▶ [Task details]:
Would you transcribe word for word every line from the one containing "Target: blue jacket" to the end of the data, both ends included, and leave out the rest?

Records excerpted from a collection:
_ _ _
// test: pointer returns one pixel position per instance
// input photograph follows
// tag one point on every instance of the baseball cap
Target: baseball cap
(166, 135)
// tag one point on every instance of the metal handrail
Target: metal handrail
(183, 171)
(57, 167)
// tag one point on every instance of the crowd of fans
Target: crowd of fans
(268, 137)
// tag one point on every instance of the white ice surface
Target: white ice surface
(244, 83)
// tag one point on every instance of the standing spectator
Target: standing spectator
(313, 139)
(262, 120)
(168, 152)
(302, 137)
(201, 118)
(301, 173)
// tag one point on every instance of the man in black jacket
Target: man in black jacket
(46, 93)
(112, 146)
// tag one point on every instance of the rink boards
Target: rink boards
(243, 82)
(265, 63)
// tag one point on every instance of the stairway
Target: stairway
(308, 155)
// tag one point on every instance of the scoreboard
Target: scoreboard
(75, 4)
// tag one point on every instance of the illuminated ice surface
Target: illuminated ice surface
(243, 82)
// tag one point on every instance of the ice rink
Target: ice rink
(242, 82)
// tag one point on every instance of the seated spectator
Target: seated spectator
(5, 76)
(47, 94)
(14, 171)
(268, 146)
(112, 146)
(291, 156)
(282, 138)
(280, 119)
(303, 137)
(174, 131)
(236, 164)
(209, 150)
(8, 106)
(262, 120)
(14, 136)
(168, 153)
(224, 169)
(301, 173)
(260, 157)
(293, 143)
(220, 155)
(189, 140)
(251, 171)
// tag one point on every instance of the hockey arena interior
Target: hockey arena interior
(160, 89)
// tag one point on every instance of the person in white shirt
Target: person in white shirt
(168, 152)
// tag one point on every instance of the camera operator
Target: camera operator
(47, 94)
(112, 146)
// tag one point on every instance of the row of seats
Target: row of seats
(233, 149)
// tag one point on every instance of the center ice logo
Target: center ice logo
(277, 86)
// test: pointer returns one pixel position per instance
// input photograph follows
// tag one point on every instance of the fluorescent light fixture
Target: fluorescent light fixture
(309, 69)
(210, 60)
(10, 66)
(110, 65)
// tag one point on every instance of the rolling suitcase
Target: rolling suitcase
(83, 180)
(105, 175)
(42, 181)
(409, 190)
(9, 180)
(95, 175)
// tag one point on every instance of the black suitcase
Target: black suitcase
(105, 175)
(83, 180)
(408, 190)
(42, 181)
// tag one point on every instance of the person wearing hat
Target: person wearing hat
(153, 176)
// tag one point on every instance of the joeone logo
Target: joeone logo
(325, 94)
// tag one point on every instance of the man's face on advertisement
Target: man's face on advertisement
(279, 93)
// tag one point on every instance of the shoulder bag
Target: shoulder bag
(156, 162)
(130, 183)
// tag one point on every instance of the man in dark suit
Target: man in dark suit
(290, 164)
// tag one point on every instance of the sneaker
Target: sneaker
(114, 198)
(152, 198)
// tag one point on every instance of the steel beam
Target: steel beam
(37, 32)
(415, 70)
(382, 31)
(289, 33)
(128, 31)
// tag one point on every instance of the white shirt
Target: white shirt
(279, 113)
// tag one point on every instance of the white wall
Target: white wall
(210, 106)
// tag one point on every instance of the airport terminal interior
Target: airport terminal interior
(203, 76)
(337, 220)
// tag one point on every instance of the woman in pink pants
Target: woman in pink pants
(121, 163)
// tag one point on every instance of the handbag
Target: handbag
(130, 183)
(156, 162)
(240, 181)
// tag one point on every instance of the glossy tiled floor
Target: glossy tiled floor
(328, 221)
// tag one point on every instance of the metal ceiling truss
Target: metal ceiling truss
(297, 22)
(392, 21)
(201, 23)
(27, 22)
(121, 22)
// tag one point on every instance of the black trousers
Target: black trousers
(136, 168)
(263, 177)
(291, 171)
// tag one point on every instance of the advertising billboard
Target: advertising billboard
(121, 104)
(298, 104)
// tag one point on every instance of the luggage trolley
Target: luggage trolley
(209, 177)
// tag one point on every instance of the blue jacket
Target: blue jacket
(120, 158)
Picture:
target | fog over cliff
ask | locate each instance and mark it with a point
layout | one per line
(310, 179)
_ _ _
▶ [Your response]:
Target: blue jacket
(120, 158)
Picture:
target | fog over cliff
ask | locate each instance and mark it with a point
layout | one per line
(310, 179)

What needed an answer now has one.